**TASK REQUIREMENTS**
Please count the lines in the entries below that contain the word "mountain", and give only that number.

**DATA SUPPLIED**
········
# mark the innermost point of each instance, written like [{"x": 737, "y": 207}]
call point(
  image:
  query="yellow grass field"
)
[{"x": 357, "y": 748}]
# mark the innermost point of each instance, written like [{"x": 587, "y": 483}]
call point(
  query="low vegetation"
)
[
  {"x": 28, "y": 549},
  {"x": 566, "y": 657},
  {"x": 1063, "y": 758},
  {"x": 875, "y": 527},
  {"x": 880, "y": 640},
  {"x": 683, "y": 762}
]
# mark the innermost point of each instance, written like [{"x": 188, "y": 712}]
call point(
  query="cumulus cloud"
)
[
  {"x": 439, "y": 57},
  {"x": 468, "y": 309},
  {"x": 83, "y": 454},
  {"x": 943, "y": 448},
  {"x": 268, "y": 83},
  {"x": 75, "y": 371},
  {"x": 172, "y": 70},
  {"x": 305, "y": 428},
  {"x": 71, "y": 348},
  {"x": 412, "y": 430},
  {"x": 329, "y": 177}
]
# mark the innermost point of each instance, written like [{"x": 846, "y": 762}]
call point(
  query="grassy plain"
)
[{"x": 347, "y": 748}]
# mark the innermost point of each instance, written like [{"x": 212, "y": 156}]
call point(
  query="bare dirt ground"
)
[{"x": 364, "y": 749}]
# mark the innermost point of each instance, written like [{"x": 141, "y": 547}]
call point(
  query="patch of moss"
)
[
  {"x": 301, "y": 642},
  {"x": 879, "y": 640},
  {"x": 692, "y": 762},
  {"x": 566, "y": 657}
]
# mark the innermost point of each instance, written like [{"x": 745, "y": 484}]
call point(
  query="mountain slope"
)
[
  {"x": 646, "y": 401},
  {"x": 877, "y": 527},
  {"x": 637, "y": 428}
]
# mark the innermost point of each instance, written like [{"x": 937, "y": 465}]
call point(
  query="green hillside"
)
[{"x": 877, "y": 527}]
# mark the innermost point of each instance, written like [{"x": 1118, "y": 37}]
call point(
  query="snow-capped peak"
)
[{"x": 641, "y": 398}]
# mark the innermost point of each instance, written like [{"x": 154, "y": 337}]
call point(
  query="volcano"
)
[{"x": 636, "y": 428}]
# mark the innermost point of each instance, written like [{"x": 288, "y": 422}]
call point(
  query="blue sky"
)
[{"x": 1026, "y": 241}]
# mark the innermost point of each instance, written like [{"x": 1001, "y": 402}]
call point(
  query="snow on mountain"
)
········
**SOLVED PROBLEM**
2